- [Prompt] Set down each entry below exactly as it stands.

[Items from a data source]
++++++

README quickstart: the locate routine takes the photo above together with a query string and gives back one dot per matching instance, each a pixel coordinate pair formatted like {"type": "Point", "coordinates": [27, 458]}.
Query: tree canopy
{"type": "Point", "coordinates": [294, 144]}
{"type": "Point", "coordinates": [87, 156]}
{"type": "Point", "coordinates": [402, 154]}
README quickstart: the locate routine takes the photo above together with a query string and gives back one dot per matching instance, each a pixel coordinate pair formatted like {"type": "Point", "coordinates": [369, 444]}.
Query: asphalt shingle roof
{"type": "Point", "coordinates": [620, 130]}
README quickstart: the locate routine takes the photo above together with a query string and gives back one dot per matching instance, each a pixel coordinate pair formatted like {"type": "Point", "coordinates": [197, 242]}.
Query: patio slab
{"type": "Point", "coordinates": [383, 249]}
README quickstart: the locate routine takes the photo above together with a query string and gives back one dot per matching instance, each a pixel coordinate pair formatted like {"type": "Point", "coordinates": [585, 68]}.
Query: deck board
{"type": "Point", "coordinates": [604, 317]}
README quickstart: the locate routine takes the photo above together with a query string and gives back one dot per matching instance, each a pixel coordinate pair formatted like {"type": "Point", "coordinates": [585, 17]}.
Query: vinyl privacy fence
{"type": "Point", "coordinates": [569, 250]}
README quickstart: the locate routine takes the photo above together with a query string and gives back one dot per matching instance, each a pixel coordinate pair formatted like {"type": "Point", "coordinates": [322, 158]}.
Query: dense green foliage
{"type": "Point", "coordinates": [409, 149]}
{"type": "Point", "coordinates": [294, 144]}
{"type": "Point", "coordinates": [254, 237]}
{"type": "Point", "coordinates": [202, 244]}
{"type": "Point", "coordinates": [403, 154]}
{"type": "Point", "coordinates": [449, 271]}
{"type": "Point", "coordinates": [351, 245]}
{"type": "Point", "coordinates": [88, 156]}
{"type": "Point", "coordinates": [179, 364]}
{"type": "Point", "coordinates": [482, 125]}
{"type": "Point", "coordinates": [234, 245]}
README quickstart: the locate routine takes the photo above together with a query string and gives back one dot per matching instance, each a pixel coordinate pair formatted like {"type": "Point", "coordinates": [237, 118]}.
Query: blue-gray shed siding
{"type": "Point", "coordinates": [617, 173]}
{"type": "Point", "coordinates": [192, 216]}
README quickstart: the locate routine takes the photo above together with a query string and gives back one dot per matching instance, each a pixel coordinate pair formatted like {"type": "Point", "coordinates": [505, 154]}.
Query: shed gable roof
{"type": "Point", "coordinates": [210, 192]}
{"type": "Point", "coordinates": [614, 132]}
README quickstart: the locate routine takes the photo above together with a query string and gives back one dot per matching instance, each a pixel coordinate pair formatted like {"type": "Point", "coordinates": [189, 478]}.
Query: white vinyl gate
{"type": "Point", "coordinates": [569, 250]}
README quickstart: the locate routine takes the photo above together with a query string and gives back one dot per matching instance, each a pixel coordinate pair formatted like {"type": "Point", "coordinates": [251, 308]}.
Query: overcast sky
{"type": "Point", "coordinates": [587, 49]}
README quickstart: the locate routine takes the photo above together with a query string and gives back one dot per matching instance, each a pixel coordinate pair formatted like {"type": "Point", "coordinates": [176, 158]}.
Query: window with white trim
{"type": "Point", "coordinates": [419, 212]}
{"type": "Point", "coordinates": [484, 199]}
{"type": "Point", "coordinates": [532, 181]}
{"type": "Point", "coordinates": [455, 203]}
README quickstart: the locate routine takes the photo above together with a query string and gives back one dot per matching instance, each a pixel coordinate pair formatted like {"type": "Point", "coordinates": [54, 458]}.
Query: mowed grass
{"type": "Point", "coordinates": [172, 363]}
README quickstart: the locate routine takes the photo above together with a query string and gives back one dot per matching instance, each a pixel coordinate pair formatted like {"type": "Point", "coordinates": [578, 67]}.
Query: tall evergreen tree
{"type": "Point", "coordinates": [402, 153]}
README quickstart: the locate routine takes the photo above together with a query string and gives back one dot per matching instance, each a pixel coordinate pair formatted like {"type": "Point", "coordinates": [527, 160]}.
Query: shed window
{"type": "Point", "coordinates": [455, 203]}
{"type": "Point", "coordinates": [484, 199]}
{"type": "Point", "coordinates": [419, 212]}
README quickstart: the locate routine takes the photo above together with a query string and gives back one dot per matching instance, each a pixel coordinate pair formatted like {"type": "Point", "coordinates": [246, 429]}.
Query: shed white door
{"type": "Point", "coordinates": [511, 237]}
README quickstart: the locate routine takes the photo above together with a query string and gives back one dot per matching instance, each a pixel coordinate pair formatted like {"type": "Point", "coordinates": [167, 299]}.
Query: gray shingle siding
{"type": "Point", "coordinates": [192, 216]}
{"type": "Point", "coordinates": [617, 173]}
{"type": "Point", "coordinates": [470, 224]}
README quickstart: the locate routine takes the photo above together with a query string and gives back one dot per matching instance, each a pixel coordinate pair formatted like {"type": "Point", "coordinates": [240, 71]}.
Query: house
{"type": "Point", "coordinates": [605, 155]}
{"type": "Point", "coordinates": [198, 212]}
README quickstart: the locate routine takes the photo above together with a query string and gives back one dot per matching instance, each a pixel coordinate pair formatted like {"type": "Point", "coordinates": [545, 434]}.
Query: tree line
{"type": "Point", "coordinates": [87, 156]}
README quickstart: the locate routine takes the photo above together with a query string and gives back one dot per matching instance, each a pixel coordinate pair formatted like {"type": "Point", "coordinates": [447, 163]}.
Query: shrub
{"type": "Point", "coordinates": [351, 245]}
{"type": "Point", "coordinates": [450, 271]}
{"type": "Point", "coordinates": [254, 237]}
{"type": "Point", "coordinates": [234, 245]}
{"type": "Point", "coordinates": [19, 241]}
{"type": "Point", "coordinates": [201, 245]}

++++++

- [Answer to the exercise]
README quickstart: the locate routine takes the photo above together with a query string and gives back one dot per matching instance, each a pixel coordinate pair formatted like {"type": "Point", "coordinates": [27, 458]}.
Query: tree canopy
{"type": "Point", "coordinates": [294, 144]}
{"type": "Point", "coordinates": [87, 156]}
{"type": "Point", "coordinates": [402, 154]}
README quickstart: the locate routine takes the photo above together with a query string and gives back one dot per matching instance, each a pixel coordinate pair formatted like {"type": "Point", "coordinates": [369, 444]}.
Query: asphalt shingle roof
{"type": "Point", "coordinates": [620, 130]}
README quickstart: the locate routine takes the photo above together with a query string and gives back one dot per matching instance, each a pixel coordinate pair formatted like {"type": "Point", "coordinates": [197, 242]}.
Query: patio slab
{"type": "Point", "coordinates": [383, 249]}
README quickstart: the locate routine takes the photo above together with a query string and gives back one dot per matching instance, each a pixel coordinate pair formatted like {"type": "Point", "coordinates": [585, 68]}.
Query: deck board
{"type": "Point", "coordinates": [604, 317]}
README quickstart: the locate routine takes the photo above together with a query string and gives back one dot per matching instance, each a pixel coordinate pair formatted like {"type": "Point", "coordinates": [585, 17]}.
Query: vinyl privacy fence
{"type": "Point", "coordinates": [569, 250]}
README quickstart: the locate routine takes the photo above together with a query string and gives back one dot per matching instance, each a pixel coordinate pair formatted like {"type": "Point", "coordinates": [322, 158]}.
Query: dense green foliage
{"type": "Point", "coordinates": [409, 149]}
{"type": "Point", "coordinates": [294, 144]}
{"type": "Point", "coordinates": [254, 237]}
{"type": "Point", "coordinates": [202, 244]}
{"type": "Point", "coordinates": [403, 154]}
{"type": "Point", "coordinates": [449, 271]}
{"type": "Point", "coordinates": [351, 245]}
{"type": "Point", "coordinates": [88, 156]}
{"type": "Point", "coordinates": [179, 364]}
{"type": "Point", "coordinates": [482, 125]}
{"type": "Point", "coordinates": [234, 245]}
README quickstart: the locate routine takes the photo above together with a query string and gives back one dot per matching instance, each a pixel coordinate pair formatted like {"type": "Point", "coordinates": [237, 118]}.
Query: blue-gray shed siding
{"type": "Point", "coordinates": [617, 173]}
{"type": "Point", "coordinates": [192, 216]}
README quickstart: the locate routine takes the photo above together with a query string and gives back one dot per matching instance, each a pixel coordinate pair formatted like {"type": "Point", "coordinates": [505, 154]}.
Query: shed gable roof
{"type": "Point", "coordinates": [210, 192]}
{"type": "Point", "coordinates": [614, 132]}
README quickstart: the locate routine takes the photo above together with a query string and gives back one dot per matching instance, each a pixel coordinate pair formatted like {"type": "Point", "coordinates": [189, 478]}.
Query: white vinyl gate
{"type": "Point", "coordinates": [569, 250]}
README quickstart: the locate routine takes the photo above together with a query string and gives back one dot per matching instance, each a pixel coordinate pair formatted like {"type": "Point", "coordinates": [251, 308]}.
Query: overcast sky
{"type": "Point", "coordinates": [587, 49]}
README quickstart: the locate routine takes the photo above together with a query string and gives back one dot per matching instance, each a pixel coordinate pair formatted like {"type": "Point", "coordinates": [176, 158]}.
Query: window with white trim
{"type": "Point", "coordinates": [419, 212]}
{"type": "Point", "coordinates": [484, 199]}
{"type": "Point", "coordinates": [532, 181]}
{"type": "Point", "coordinates": [455, 203]}
README quickstart: the locate routine takes the photo above together with a query string and gives back one dot per matching instance, each a pixel coordinate pair formatted like {"type": "Point", "coordinates": [54, 458]}.
Query: mowed grass
{"type": "Point", "coordinates": [172, 363]}
README quickstart: the locate routine takes the photo above together with a query string and gives back one dot per matching instance, each a pixel coordinate pair formatted like {"type": "Point", "coordinates": [578, 67]}.
Query: tall evergreen tree
{"type": "Point", "coordinates": [402, 153]}
README quickstart: the locate routine takes the photo above together with a query string and gives back one dot per matching instance, each a pixel coordinate pair formatted like {"type": "Point", "coordinates": [527, 160]}.
Query: shed window
{"type": "Point", "coordinates": [455, 203]}
{"type": "Point", "coordinates": [484, 199]}
{"type": "Point", "coordinates": [419, 212]}
README quickstart: the locate routine takes the photo above together with a query string and gives back one dot per matching instance, each a pixel coordinate pair formatted like {"type": "Point", "coordinates": [246, 429]}.
Query: shed white door
{"type": "Point", "coordinates": [511, 237]}
README quickstart: the locate routine takes the photo above together with a query string and gives back one dot per matching instance, each a pixel coordinate pair formatted like {"type": "Point", "coordinates": [167, 299]}.
Query: gray shingle siding
{"type": "Point", "coordinates": [192, 216]}
{"type": "Point", "coordinates": [617, 173]}
{"type": "Point", "coordinates": [470, 224]}
README quickstart: the locate routine takes the photo above together with a query string and gives back one dot per matching instance, each a pixel coordinate pair formatted like {"type": "Point", "coordinates": [240, 71]}.
Query: house
{"type": "Point", "coordinates": [605, 155]}
{"type": "Point", "coordinates": [198, 212]}
README quickstart: the locate routine takes the photo above together with a query string and gives back one dot per matching instance, each a pixel coordinate pair formatted like {"type": "Point", "coordinates": [545, 434]}.
Query: tree line
{"type": "Point", "coordinates": [87, 156]}
README quickstart: the locate routine takes the photo above together with a query string and gives back one dot per matching instance, each a pixel coordinate pair formatted like {"type": "Point", "coordinates": [447, 163]}.
Query: shrub
{"type": "Point", "coordinates": [351, 245]}
{"type": "Point", "coordinates": [450, 271]}
{"type": "Point", "coordinates": [254, 237]}
{"type": "Point", "coordinates": [234, 245]}
{"type": "Point", "coordinates": [19, 241]}
{"type": "Point", "coordinates": [201, 245]}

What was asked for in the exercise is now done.